» **DIRECTIONS**:
Lay out every line of the items below as a Markdown table with the columns "Number" and "Text", one row per line, skipping blank lines. Leave the pictures out of the table.

» **RECORDS TO PROCESS**:
**********

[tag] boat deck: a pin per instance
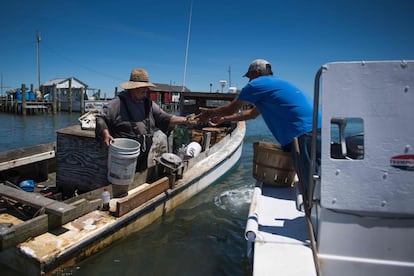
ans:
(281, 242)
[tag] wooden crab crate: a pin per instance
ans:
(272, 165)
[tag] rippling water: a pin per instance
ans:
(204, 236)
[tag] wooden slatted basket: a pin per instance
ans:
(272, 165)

**********

» **ANSWER TO THIS TASK**:
| Number | Text |
|---|---|
| 1 | [tag] boat deck: a pin per instance |
| 2 | ans: |
| 3 | (281, 242) |
| 4 | [tag] wooden crab crate: a pin per instance |
| 5 | ans: |
| 6 | (272, 165) |
| 7 | [tag] rippling water: a pin per instance |
| 8 | ans: |
| 9 | (204, 236) |
| 10 | [tag] wooden slatted basket: a pin per instance |
| 11 | ans: |
| 12 | (272, 165) |